--- 本文 ---

一昨日、柳北ノ許へ寄セラレシ(湖山の)書中ニ云フ、寓居ニテ清客陳曼壽二邂逅ス。余、岸田吟香ニ逢フヤ否ヤヲ問フ。
陳生、直チニ袖中ヨリ吟香ノ添書ヲ出ダセリ。亦奇遇ト謂フ可シ。吟香ノ書ニ云フ。陳生隷書ヲ善クス。篆刻最モ其[ノ]長[ズル]所ナリ。文事モ衛鑄生ノ右ニ在ル可シト。早晩、東京へモ赴クナラン。此事ヲ雅流ニ報ゼヨト。
(「朝野新聞」第一九八九号。明治十三年五月五日)


 吟香が右の書簡を投じた時、胡鐵梅は未だ上海に在った。しかし、「遠カラズ」渡日するであらうことは、吟香の口吻からも窺はれるところである。 「尾州へ語學教授ニ」招かれたといふことも、「外国人雇入被取扱参考書」(自明治十年至明治十五年)によって、愛知縣士族大澤五助(名古屋市名古屋區中之町五番地在住)から、「支那語學及ビ詩文研究」の為、同人を「明治十三年四月ヨリ愛知縣へ發足為致度」といふ伺書が、外務省に提出されてゐることが確認されるから、問題はない。問題は、むしろ胡鐵梅の出発が、一月余りも遅れてゐることにあらう。それは何故か。

---

### [練習問題]
- 1) 本文の「吟香が右の書簡を投じた時」で始まる段落を、主な事実を残したまま短くまとめよ。
- 2) 胡鐵梅の来日を論じた本文を、最後の文の後から書き継いでください。
これから並ぶ行は、本文とは関係のない別の資料である。

--- 提示データ ---

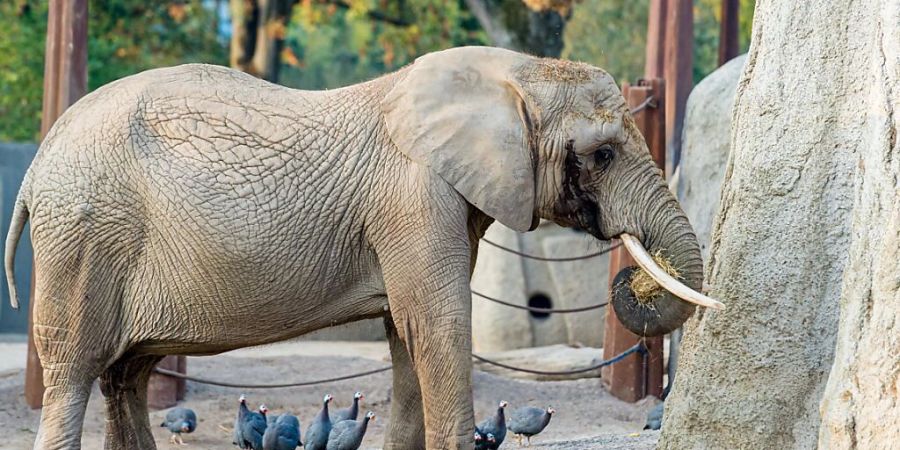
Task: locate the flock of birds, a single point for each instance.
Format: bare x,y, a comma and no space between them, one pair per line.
340,430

---

### [解答]
- 1) 吟香が書簡を送った時点で、胡鐵梅はまだ上海にいた。ただし、吟香の口ぶりからは、近いうちに来日する見込みだったことがわかる。尾州に語学教授として招かれた件も裏づけがある。「外国人雇入被取扱参考書」（明治十年～十五年）によると、愛知県士族の大澤五助が、支那語学と詩文研究のために同人を明治十三年四月から愛知県へ向かわせたいという伺書を外務省に出している。むしろ問題は、胡鐵梅の出発が一か月あまり遅れた理由である。

- 2)
 按ずるに、上記大澤氏の伺は、容易に許可が下りなかったのみならず、外務省は、同年四月二十一日、外務卿代理名で、「海外ニ在テ外國人ヲ雇入、直ニ居留地外ノ場所ヘ相送り[渡ス]儀ハ、本省ニ於テ未タ適例無之」と、之を却下してもゐる。この故に、「資料御雇外國人」は、結局「雇用されなかったとみられる」とするが、これには若干の説明を必要としよう。

 当時、我国に居留する外国人に対しては「遊歩規程」なるものがあり、特別に許可された者以外は、居留地外に住むことが許されなかった。しかし、 外国人(主として欧米の)の中には、これに束縛されるのを嫌ひ、領事裁判の特権に隠れて、無法に振舞ふ者が尠くなかった。明治十年三月十五日、寺島外務卿から岩倉右大臣に提出された「私雇之外國人居留地外居住之儀伺ノ件」は、その実情を、かう訴へてゐる。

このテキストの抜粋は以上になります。